═══ Textauszug

Du siehst, es wird keinen Unterschied machen  :Wink:  (Außer es gab mal einen X2 3000+  :Razz: )

Grüße

Franz

----------

## ChrisJumper

Bei dieser Duo Core Werbung hab ich mich sofort gefragt ob ein Prozessor mit 2 oder mehr Kernen dieselbe Einstellungen benötigt wie ein Mainboard mit 2 oder mehr Prozzessoren. (Wenn auf dem Mainboard natürlich keine Multicore CPUs sind.)

Also kann man grob sagen das Multicore und Multicpu dieselben Einstellungen benutzen und es dafür keine Sonderlösungen (Parameter) in die make.conf Datei gibt?

Wobei mich auch noch interessieren würde, was mehr Leistung bringt: Multicore oder Multicpu.. denn die Multicore-CPUs bringen doch keinen eigenen flotten Lvl1 cache mit oder?

----------

## fangorn

Meines Wissens sind die L1 caches sowohl bei Intel wie bei AMD getrennt. Intel hat einen gemeinsamen L2, AMD hat wirklich zwei unabhängige cores auf einem DIE  zusammengesetzt, also auch getrennte L2. Für beide Konzepte lassen sich Beispiele konstruieren, wo das Design im Vorteil ist, was zumindest Intel auch schon getan hat  :Wink: 

----------

## Thargor

Doch, einen L1 Cache hat jeder Core einzeln.

Der L2 Cache ist dann glaub ich bei Intel gemeinsam für beide und bei AMD getrennt (oder andersrum, keine Ahnung  :Very Happy:  )

----------

## firefly

 *ChrisJumper wrote:*   

> Bei dieser Duo Core Werbung hab ich mich sofort gefragt ob ein Prozessor mit 2 oder mehr Kernen dieselbe Einstellungen benötigt wie ein Mainboard mit 2 oder mehr Prozzessoren. (Wenn auf dem Mainboard natürlich keine Multicore CPUs sind.)
> 
> Also kann man grob sagen das Multicore und Multicpu dieselben Einstellungen benutzen und es dafür keine Sonderlösungen (Parameter) in die make.conf Datei gibt?

══════

→ Ziele:
**A)** Nenne alle Benutzernamen, die im Forenauszug als Überschrift über einem Beitrag stehen.
**B)** Gib aus dem Forenauszug den Abschnitt wörtlich wieder, beginnend bei „## ChrisJumper“ und endend bei „cache mit oder?“.

═══ Datensatz

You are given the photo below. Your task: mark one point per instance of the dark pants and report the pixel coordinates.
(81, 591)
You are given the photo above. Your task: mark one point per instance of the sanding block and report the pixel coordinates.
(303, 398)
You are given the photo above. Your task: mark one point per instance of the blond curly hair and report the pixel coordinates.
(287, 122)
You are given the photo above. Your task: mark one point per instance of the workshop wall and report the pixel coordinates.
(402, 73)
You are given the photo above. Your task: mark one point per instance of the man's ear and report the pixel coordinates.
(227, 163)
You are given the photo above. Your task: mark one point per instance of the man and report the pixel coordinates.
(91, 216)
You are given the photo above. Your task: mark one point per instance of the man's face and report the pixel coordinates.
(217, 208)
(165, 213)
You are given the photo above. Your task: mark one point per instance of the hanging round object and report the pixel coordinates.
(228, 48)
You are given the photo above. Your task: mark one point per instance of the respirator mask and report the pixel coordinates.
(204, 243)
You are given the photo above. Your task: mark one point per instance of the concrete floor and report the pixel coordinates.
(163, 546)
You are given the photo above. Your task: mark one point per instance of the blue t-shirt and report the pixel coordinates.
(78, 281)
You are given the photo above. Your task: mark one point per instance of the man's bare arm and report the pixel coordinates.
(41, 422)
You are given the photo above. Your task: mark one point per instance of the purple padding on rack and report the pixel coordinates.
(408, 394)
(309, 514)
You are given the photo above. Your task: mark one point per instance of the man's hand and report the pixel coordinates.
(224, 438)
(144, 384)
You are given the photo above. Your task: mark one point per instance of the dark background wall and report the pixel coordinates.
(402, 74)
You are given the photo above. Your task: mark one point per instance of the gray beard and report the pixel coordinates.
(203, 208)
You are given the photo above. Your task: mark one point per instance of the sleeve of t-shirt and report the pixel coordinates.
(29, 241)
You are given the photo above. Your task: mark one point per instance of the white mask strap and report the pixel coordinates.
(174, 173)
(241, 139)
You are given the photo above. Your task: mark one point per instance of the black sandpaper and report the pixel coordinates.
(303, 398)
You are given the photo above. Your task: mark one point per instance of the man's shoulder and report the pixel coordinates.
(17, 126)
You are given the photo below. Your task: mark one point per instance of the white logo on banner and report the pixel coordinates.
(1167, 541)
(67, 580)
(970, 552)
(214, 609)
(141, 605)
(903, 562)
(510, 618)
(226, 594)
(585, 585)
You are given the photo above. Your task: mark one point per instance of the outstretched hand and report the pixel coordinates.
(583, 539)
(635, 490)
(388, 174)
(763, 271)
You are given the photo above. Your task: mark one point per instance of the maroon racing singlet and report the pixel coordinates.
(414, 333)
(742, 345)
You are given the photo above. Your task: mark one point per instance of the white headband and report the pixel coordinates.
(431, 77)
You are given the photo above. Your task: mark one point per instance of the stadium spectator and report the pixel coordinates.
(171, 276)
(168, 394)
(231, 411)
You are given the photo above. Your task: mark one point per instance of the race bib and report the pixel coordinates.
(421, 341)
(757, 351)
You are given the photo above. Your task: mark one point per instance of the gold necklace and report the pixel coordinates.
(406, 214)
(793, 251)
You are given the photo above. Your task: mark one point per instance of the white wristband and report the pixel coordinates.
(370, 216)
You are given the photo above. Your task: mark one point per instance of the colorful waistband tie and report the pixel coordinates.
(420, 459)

══════

→ Lösungen:
**A)** ChrisJumper, fangorn, Thargor, firefly

**B)**
## ChrisJumper

Bei dieser Duo Core Werbung hab ich mich sofort gefragt ob ein Prozessor mit 2 oder mehr Kernen dieselbe Einstellungen benötigt wie ein Mainboard mit 2 oder mehr Prozzessoren. (Wenn auf dem Mainboard natürlich keine Multicore CPUs sind.)

Also kann man grob sagen das Multicore und Multicpu dieselben Einstellungen benutzen und es dafür keine Sonderlösungen (Parameter) in die make.conf Datei gibt?

Wobei mich auch noch interessieren würde, was mehr Leistung bringt: Multicore oder Multicpu.. denn die Multicore-CPUs bringen doch keinen eigenen flotten Lvl1 cache mit oder?